**AVAILABLE DATA:**
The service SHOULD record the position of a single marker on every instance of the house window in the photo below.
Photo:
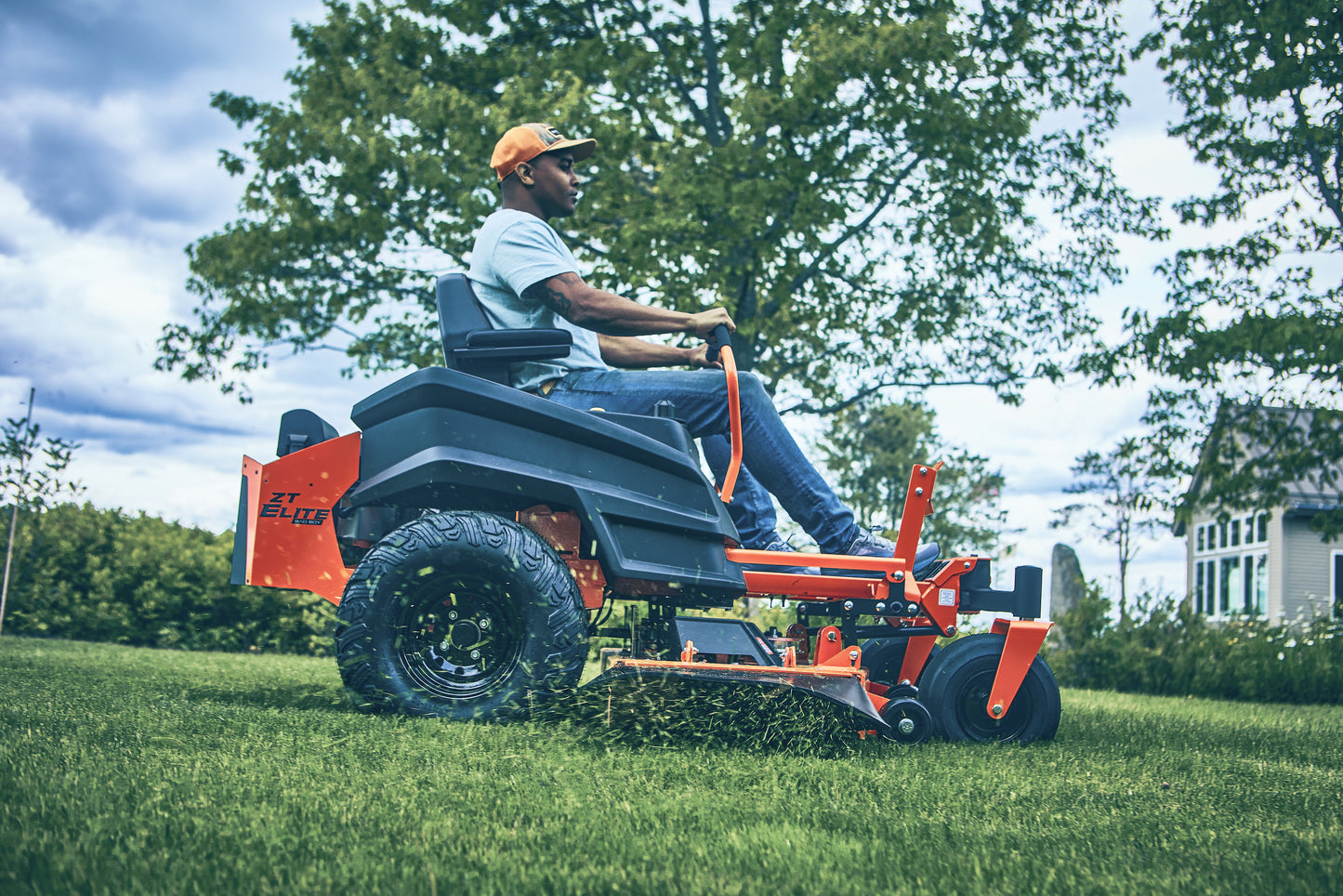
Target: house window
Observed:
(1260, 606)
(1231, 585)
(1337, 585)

---

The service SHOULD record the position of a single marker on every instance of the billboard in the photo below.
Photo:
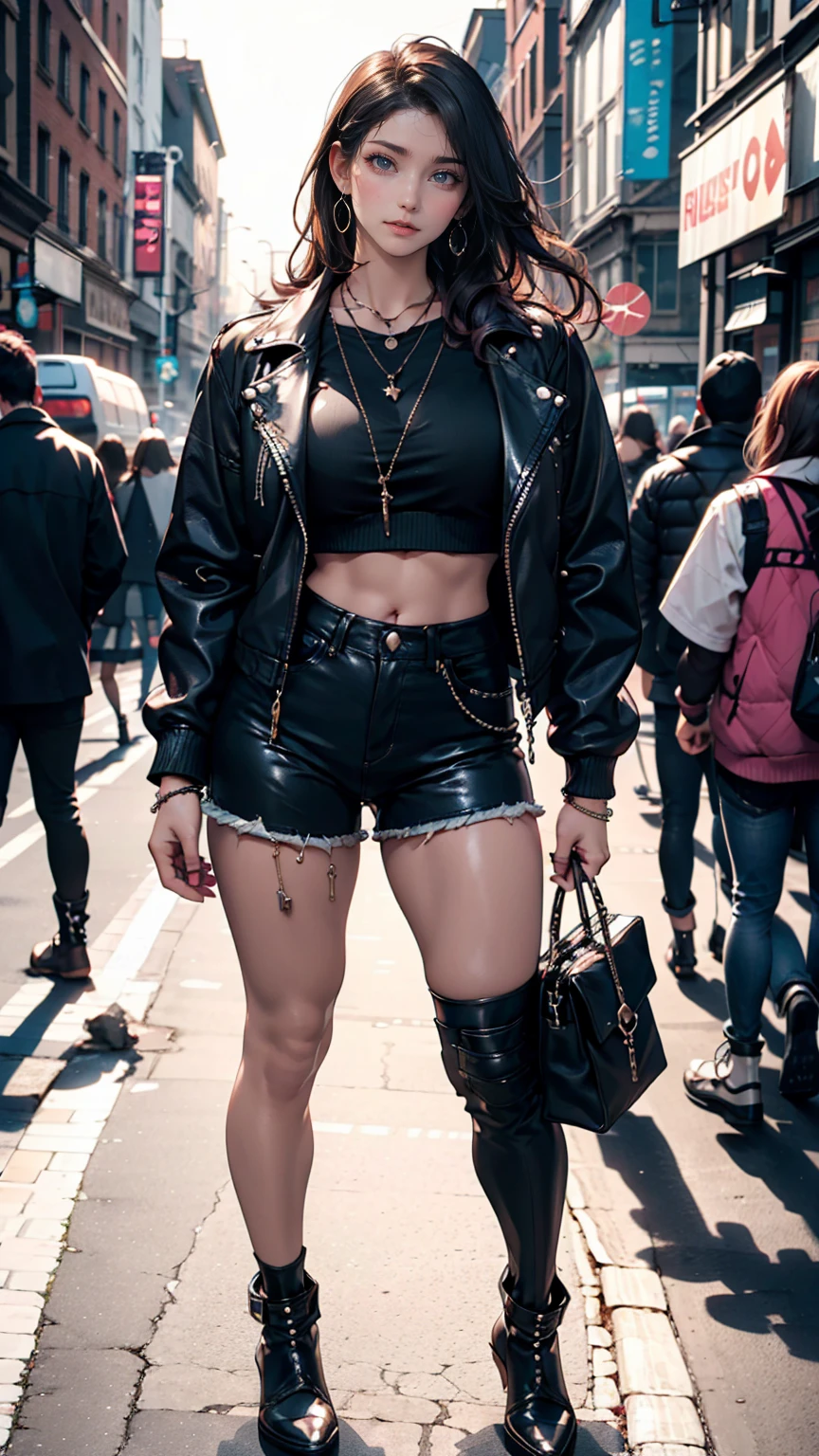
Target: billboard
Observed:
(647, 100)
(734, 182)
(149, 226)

**WHAT YOU SHOULD DO:**
In the records above, find each line that mentions the word "position", and copy it.

**ANSWER TO THIS TASK:**
The service SHOULD record the position of a single marker on every instance of the house window in the photo below.
The service SHOULD record the position of a single marker on every instance of the billboard in the photo below.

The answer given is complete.